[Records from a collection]
##############################
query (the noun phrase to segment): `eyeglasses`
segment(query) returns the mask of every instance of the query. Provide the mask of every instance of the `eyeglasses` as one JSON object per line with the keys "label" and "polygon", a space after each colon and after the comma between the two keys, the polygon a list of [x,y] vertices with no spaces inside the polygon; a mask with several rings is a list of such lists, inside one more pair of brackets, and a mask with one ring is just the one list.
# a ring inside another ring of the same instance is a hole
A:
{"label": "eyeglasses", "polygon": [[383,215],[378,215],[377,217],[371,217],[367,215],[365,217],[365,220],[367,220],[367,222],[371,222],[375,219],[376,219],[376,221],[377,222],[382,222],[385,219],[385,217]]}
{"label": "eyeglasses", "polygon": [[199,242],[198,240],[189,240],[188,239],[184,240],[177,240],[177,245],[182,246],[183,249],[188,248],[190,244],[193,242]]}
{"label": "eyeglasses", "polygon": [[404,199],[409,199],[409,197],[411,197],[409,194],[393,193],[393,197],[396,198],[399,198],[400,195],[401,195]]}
##############################
— Short exercise —
Rewrite the items above, changing every occurrence of "instance" to "occurrence" and leaving everything else unchanged.

— Solution to the exercise —
query (the noun phrase to segment): `eyeglasses`
segment(query) returns the mask of every occurrence of the query. Provide the mask of every occurrence of the `eyeglasses` as one JSON object per line with the keys "label" and "polygon", a space after each colon and after the comma between the two keys, the polygon a list of [x,y] vertices with no spaces inside the polygon; a mask with several rings is a list of such lists, inside one more pair of brackets, and a mask with one ring is just the one list.
# a ring inside another ring of the same occurrence is a hole
A:
{"label": "eyeglasses", "polygon": [[383,215],[378,215],[377,217],[371,217],[367,215],[365,217],[365,220],[367,220],[367,222],[371,222],[375,219],[376,219],[376,221],[377,222],[382,222],[385,219],[385,217]]}
{"label": "eyeglasses", "polygon": [[199,242],[198,240],[189,240],[188,239],[184,240],[177,240],[177,245],[182,246],[183,249],[188,248],[190,244],[193,242]]}
{"label": "eyeglasses", "polygon": [[404,199],[409,199],[409,197],[411,197],[409,194],[393,193],[393,197],[396,198],[399,198],[400,195],[401,195]]}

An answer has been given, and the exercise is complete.